Source records →
__________

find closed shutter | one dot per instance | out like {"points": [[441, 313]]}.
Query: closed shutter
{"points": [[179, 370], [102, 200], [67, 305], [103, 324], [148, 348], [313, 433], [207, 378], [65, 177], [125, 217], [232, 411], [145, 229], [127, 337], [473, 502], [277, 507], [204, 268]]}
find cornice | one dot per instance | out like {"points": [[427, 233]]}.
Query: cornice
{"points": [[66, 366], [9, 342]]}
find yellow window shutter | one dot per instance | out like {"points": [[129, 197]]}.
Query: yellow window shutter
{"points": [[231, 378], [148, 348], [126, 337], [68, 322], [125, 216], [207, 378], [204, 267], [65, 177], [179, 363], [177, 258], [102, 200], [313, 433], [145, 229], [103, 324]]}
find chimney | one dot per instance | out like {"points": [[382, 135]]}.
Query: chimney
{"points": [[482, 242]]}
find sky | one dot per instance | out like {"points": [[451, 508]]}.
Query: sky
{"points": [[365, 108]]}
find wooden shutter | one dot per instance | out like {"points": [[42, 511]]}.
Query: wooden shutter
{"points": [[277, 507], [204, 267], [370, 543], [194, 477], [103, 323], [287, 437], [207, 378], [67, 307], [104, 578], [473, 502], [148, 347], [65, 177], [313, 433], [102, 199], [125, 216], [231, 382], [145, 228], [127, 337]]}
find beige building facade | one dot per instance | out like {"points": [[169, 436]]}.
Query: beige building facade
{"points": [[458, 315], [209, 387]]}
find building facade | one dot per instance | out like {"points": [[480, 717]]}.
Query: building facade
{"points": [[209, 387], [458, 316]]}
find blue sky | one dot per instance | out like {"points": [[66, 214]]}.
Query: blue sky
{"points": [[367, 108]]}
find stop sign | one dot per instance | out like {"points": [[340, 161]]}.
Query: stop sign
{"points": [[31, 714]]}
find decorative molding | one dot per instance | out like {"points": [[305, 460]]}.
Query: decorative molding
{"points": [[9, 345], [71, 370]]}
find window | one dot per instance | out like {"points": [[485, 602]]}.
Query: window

__________

BRIEF → Write out, word for word, every line from the one containing "find window |" through the last line of the records above.

EXERCISE RESULT →
find window | one dot per instance | out like {"points": [[485, 602]]}.
Query: window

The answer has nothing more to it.